* start Exercise inputs *
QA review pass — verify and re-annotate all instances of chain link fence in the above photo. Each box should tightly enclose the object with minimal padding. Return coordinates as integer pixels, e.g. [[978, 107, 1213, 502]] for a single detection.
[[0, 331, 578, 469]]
* end Exercise inputs *
* start Exercise inputs *
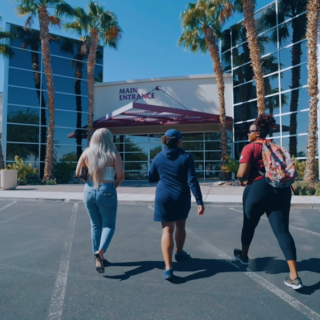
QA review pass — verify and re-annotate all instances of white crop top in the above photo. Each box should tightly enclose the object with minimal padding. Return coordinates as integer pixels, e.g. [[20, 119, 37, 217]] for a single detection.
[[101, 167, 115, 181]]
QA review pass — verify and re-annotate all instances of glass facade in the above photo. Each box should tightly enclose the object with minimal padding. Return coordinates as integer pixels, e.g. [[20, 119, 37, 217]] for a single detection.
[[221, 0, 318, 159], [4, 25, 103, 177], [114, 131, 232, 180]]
* end Exercise inputs *
* start Exercise inputs *
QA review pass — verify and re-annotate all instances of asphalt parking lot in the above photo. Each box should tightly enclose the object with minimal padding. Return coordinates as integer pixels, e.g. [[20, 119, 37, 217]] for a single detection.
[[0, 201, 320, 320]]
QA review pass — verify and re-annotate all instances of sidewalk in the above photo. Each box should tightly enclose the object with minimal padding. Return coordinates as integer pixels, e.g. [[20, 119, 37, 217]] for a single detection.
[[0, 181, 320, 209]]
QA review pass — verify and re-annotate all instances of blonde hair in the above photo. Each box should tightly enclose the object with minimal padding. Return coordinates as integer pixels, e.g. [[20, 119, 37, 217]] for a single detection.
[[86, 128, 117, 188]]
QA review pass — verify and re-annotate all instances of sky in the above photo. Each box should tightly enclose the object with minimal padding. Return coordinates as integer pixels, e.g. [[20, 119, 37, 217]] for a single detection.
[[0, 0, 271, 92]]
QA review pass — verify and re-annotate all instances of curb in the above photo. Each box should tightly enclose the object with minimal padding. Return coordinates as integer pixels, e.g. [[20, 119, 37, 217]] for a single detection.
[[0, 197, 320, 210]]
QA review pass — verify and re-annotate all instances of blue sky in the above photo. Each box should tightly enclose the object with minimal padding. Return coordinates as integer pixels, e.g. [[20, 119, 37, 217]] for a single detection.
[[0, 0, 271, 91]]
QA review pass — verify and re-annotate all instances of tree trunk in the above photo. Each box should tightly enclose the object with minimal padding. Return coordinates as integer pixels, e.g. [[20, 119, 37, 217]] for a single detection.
* end Exercise inputs *
From the material above, extract every line that contains the word "parking".

▶ **The output**
QA review pass — verify and re-annotate all instances of asphalt parking lot in the above photo. Each box should tightly enclose the object with minimal padding. Return coordinates as integer pixels, e.g. [[20, 119, 37, 217]] for a single detection.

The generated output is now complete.